**SELECTED PASSAGE**
====================
Crop Classification Pipeline

A comprehensive preprocessing pipeline for multispectral crop classification using temporal orthoimages and machine learning.

Overview

This pipeline transforms raw multispectral orthoimages and crop field vectors into machine learning-ready datasets with spatially-aware train/validation/test splits. It's designed for time-series crop classification using Random Forest and other ML and DL algorithms.

Key Features

Patch Extraction: Extract labeled patches from multispectral orthoimages using field boundaries
Temporal Stacking : Combine multi-date patches into 4D time-series arrays
Spatial Splitting : Create spatially-aware train/val/test splits to prevent data leakage
Configurable Pipeline : Fully configurable parameters via command line or config files
Built-in Analytics : Comprehensive statistics and validation throughout the process

Quick Start

1. Installation

# Clone the repository
git clone https://github.com/your-username/Multispectral-UAV-Crop-Classification-Pipeline
cd Multispectral-UAV-Crop-Classification-Pipeline

# Run setup script (creates venv, installs dependencies, sets up directories)
====================
**CHALLENGES**
[A] Answer these about the crop classification pipeline text, one line each:
(i) What does Temporal Stacking combine multi-date patches into?
(ii) Which algorithm is named for time-series crop classification?
(iii) What are the spatially-aware splits meant to prevent?
[B] Rewrite the crop classification pipeline text between "Quick Start" and "sets up directories)", inclusive, swapping "repository" for "project".
The listing has no role in any of this work.

**SUPPLIED INFORMATION**
====================
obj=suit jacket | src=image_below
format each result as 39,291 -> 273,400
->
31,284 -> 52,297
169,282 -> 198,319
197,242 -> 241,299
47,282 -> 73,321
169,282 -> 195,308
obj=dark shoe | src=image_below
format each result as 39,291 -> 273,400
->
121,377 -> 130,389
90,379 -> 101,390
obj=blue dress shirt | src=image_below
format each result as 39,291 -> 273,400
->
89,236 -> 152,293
====================
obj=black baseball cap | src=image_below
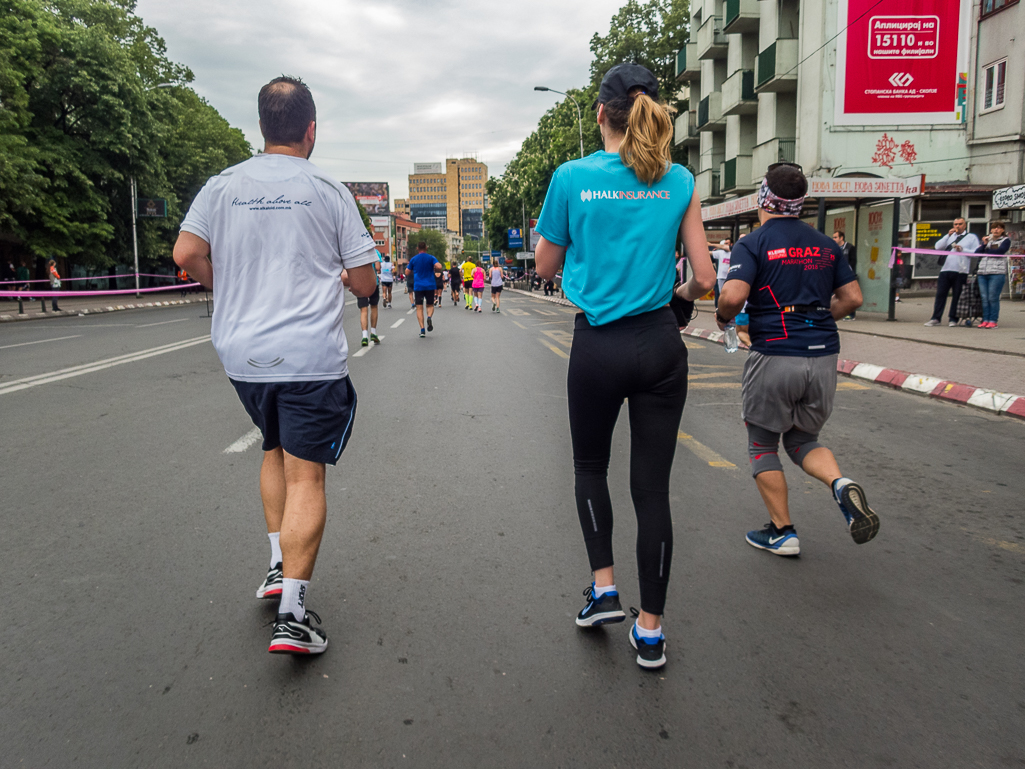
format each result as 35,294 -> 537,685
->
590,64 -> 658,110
====================
**TASK SOLUTIONS**
[A]
(i) 4D time-series arrays
(ii) Random Forest
(iii) Data leakage

[B]
Quick Start

1. Installation

# Clone the project
git clone https://github.com/your-username/Multispectral-UAV-Crop-Classification-Pipeline
cd Multispectral-UAV-Crop-Classification-Pipeline

# Run setup script (creates venv, installs dependencies, sets up directories)